## EXERCISE DATA
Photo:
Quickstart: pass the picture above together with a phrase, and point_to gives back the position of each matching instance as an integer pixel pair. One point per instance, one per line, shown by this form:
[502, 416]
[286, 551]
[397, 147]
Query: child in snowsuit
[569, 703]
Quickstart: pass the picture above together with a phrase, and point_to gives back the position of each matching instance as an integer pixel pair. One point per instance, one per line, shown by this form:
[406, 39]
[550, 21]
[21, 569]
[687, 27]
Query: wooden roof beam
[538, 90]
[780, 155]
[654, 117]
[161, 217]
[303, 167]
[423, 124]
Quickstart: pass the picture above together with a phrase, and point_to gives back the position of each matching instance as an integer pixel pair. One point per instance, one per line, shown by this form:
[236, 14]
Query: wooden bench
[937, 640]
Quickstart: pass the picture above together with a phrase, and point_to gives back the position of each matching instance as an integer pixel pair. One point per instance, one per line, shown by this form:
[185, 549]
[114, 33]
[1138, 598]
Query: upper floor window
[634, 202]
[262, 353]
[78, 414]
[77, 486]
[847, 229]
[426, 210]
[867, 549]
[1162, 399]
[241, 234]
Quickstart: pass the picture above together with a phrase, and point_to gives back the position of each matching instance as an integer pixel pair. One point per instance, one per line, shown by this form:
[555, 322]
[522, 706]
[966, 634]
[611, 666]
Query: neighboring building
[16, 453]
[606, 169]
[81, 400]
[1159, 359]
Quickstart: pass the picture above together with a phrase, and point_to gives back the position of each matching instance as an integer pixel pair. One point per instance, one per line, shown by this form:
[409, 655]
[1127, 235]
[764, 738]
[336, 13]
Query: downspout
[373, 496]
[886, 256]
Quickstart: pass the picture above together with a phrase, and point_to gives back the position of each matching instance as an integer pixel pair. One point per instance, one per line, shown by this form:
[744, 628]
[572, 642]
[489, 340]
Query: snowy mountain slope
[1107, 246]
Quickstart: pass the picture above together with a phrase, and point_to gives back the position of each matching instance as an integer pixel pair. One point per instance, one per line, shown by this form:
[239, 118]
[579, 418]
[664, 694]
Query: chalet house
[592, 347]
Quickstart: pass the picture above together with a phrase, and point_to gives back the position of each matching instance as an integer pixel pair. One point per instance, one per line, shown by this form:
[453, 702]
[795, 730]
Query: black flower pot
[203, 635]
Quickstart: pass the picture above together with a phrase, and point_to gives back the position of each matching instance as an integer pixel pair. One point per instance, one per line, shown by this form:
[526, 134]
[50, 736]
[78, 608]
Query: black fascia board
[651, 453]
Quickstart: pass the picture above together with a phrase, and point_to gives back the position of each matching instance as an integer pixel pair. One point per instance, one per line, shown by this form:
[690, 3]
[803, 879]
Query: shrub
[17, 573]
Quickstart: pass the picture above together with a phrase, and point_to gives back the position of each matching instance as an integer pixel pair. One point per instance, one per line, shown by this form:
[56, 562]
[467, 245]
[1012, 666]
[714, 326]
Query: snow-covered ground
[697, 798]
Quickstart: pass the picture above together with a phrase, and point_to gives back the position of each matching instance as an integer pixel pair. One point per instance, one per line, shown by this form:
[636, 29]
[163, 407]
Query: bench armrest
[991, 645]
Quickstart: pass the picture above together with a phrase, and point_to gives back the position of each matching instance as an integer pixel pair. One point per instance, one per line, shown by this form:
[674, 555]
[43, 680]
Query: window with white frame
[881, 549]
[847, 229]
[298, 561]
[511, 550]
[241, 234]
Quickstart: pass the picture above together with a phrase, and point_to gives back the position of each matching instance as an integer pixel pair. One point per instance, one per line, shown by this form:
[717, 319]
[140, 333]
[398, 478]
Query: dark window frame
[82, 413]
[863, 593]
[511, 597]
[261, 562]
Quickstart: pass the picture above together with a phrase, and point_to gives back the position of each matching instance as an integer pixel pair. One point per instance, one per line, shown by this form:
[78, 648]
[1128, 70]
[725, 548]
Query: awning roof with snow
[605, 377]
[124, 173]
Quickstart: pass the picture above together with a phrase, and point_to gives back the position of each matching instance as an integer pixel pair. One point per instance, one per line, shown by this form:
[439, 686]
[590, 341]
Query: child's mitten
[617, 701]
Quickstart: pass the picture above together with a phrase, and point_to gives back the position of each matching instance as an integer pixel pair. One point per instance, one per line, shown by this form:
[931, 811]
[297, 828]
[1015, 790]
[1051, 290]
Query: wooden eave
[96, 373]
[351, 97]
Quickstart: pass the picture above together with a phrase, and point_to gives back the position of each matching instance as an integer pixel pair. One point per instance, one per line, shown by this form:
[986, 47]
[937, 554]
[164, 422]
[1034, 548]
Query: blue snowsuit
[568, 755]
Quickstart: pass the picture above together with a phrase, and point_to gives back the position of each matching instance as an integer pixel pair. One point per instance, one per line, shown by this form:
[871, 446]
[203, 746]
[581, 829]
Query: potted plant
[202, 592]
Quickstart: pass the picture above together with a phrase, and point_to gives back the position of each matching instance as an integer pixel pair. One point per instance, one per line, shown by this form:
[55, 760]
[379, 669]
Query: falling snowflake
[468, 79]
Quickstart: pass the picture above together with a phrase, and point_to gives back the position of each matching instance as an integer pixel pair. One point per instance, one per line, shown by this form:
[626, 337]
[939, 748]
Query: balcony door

## DIRECTIONS FOR THIS TASK
An exact reproduction of all the records is required.

## REPLY
Photo:
Quickstart: pass the picture above together with a phrase, and point_to gives back the position of each matching instance as an integer pixel pair. One point per instance, one per line, shown by this form:
[502, 416]
[286, 551]
[397, 147]
Query: child in snowsuit
[569, 703]
Quickstart: pass the picture above together with a phrase, and point_to gives back the position of each matching instance as an integer pixel pair. One point per instance, one per line, shown by this form:
[406, 39]
[550, 21]
[21, 569]
[687, 27]
Query: wooden roof beam
[538, 90]
[780, 155]
[654, 117]
[161, 217]
[303, 167]
[423, 124]
Quickstart: pass the picture above together with a phrase, and point_to gives back the position of each matching instance as an integer pixel pair. One point per instance, one per line, shown by this form:
[236, 14]
Query: wooden bench
[937, 640]
Quickstart: pass the picture above together with a phrase, and point_to gives back the position of each matching instance as an integer pixel pair. One point per instance, one per line, shown by this form:
[185, 549]
[114, 33]
[1138, 598]
Query: upper floor window
[634, 202]
[262, 353]
[78, 414]
[77, 486]
[847, 229]
[426, 210]
[867, 549]
[1162, 399]
[241, 234]
Quickstart: pass the picture above together with a phrase, and point_to gives back the position of each matching instance as an integer pixel pair. One point per instance, one per line, shown by this form:
[555, 322]
[522, 706]
[966, 634]
[611, 666]
Query: neighboring building
[16, 453]
[606, 169]
[81, 400]
[1159, 359]
Quickstart: pass the picture above together with a phrase, and point_to gives back the position of each matching instance as an integer pixel pair. One point per instance, one per line, shown by this form:
[409, 655]
[1127, 235]
[764, 738]
[336, 13]
Query: downspout
[373, 496]
[886, 256]
Quickstart: pass the picture above together with a phrase, and point_to gives back the position of each matching instance as an integer pixel pair. One point per instance, one per line, shown by this form:
[744, 628]
[572, 642]
[489, 340]
Query: snowy mountain slope
[1107, 246]
Quickstart: pass the picture above together with a phrase, and point_to gives back the position of each matching instance as an integer pixel pair. One point per instance, one per line, shown by this form:
[239, 118]
[579, 418]
[664, 694]
Query: chalet house
[592, 347]
Quickstart: pass the picture above together with a phrase, and point_to gives back the position of each matching instance as an integer pixel pair. One point per instance, one per line, shown by this form:
[453, 702]
[795, 730]
Query: black flower pot
[203, 635]
Quickstart: pass the picture above together with a phrase, and point_to gives back the position of each matching instance as an integer pixel pair. One point per instance, one per line, shown by this form:
[526, 134]
[50, 736]
[78, 608]
Query: black fascia board
[651, 453]
Quickstart: pass the picture above together with a phrase, and point_to gives back the position of each matching instance as an integer pixel pair. One point per instance, one per line, shown by this form:
[690, 3]
[803, 879]
Query: shrub
[17, 573]
Quickstart: pass the picture above together with a phrase, and point_to gives back the position of each matching instance as an integer pixel pair. One point per instance, one per line, shown by this form:
[56, 562]
[467, 245]
[1012, 666]
[714, 326]
Query: snow-covered ground
[697, 798]
Quickstart: pass the picture above together with a phrase, and point_to gives back the position of each matching instance as an integer pixel pair. One point per instance, one per line, shown by this form:
[636, 29]
[163, 407]
Query: bench armrest
[991, 645]
Quickstart: pass the picture above together with a phrase, and point_to gives back the position of each matching instance as an integer pixel pair. One point per instance, one per line, shown by this form:
[674, 555]
[43, 680]
Query: window with white frame
[881, 549]
[847, 229]
[298, 561]
[511, 550]
[241, 234]
Quickstart: pass the picture above together with a phrase, and point_to gives back the position of each matching instance as an integer pixel pair. One point per instance, one per line, shown by this form:
[717, 319]
[140, 333]
[398, 478]
Query: dark window frame
[82, 413]
[863, 593]
[511, 597]
[261, 562]
Quickstart: pass the picture above together with a phrase, and point_to gives back the position of each matching instance as an integer pixel pair. One point per instance, one per line, shown by this form:
[78, 648]
[1128, 70]
[725, 548]
Query: awning roof with snow
[605, 377]
[124, 173]
Quickstart: pass the picture above together with a phrase, and point_to gives back the position of each matching instance as an integer pixel pair. One point per instance, one per line, shown by this form:
[439, 686]
[590, 341]
Query: child's mitten
[617, 701]
Quickstart: pass the picture above together with a phrase, and point_to gives back the position of each matching instance as an integer pixel pair. One point per instance, one per line, shown by this form:
[931, 811]
[297, 828]
[1015, 790]
[1051, 290]
Query: wooden eave
[96, 373]
[351, 97]
Quickstart: pass the picture above together with a phrase, and point_to gives back the position of each matching instance as an integer pixel pair. One point per instance, one per line, shown by this form:
[986, 47]
[937, 554]
[164, 422]
[1034, 548]
Query: blue snowsuit
[568, 755]
Quickstart: pass the picture above together with a phrase, and point_to gives back the position of each matching instance as an integer pixel pair. One point per instance, one per line, shown by this form:
[871, 446]
[203, 746]
[581, 829]
Query: potted plant
[202, 592]
Quickstart: pass the picture above together with a phrase, and point_to gives back the position of each matching instance as an integer pixel pair. One point per instance, one per line, shown by this form:
[55, 760]
[379, 669]
Query: falling snowflake
[468, 79]
Quickstart: pass the picture above together with a phrase, and point_to gives back the position of each matching instance as an integer pixel pair. One point per instance, one per line, shown by this form:
[626, 337]
[939, 748]
Query: balcony door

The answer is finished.